» Source records:
:::

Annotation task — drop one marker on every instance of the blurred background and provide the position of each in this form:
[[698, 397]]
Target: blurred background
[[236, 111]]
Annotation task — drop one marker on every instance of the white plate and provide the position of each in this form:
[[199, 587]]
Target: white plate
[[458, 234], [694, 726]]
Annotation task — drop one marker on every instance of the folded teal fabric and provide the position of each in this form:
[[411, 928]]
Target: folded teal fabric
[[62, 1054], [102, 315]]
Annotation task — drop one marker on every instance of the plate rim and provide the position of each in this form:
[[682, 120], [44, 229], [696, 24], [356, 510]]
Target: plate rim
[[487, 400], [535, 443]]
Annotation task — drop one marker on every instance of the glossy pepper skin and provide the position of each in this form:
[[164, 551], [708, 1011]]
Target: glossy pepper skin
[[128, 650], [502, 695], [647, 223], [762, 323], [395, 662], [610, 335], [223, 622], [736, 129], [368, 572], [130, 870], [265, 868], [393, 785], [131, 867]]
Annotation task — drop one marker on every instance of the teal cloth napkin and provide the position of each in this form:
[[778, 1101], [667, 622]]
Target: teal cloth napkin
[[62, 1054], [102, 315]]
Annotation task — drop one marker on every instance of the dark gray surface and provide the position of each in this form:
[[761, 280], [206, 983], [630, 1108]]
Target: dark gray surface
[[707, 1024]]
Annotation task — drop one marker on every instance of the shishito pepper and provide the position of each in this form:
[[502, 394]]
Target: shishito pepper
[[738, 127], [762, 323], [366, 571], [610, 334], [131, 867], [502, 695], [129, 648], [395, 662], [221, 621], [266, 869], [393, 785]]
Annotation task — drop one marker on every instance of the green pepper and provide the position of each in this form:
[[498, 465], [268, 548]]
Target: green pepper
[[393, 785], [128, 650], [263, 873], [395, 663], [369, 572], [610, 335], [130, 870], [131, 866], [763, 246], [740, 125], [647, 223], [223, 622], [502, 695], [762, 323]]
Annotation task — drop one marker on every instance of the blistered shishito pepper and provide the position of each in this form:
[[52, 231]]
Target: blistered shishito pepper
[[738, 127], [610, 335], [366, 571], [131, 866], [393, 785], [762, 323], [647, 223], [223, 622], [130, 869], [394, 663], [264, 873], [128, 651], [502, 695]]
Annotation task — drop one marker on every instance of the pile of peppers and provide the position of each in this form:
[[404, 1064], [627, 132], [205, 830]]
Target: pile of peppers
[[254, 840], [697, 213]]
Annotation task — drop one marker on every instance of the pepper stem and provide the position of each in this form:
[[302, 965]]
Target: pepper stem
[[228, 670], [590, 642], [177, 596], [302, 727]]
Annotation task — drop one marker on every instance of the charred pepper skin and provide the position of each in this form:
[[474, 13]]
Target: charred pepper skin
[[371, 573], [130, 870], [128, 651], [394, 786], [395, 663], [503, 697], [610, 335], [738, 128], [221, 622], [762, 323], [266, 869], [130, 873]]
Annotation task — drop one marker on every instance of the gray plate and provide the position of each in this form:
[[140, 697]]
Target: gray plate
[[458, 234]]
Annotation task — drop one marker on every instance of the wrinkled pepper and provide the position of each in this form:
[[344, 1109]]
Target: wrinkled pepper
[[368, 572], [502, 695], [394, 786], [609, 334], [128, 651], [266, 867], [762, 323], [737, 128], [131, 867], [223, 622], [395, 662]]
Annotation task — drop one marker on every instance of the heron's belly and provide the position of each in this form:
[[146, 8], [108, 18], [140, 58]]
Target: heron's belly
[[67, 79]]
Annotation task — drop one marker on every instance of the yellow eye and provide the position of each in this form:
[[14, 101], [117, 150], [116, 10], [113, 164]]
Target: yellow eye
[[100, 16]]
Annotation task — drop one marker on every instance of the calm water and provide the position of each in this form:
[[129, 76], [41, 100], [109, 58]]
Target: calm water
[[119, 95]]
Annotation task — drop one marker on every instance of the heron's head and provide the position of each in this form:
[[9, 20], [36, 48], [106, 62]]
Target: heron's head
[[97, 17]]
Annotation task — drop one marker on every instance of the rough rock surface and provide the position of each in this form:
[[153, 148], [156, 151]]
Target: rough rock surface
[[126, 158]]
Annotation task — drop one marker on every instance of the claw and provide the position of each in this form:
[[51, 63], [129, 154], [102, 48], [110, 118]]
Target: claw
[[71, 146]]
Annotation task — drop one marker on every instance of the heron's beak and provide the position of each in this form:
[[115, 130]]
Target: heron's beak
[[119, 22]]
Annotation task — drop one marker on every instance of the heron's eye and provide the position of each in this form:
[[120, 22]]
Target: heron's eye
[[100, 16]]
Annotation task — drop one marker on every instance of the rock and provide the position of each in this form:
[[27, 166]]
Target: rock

:::

» TASK OBJECTIVE: Reproduce the material verbatim, starting at its first line and ending at the line that contains "[[487, 400], [535, 443]]", with that line included.

» ANSWER BELOW:
Annotation task — drop one marker on every instance of the blurred background and provide the position of each in this form:
[[698, 397]]
Target: blurred background
[[236, 111]]
Annotation task — drop one marker on every instance of the white plate and provide the position of each in this form:
[[199, 587]]
Target: white plate
[[458, 234], [694, 726]]
Annotation task — drop one marker on every instance of the folded teal fabric and provide the position of each in this form:
[[411, 928]]
Target: folded teal fabric
[[62, 1054], [102, 315]]
Annotation task — drop one marker on every instance of the plate rim and provide the position of each in this form:
[[682, 120], [44, 229], [696, 24], [356, 510]]
Target: plate rim
[[487, 400], [535, 443]]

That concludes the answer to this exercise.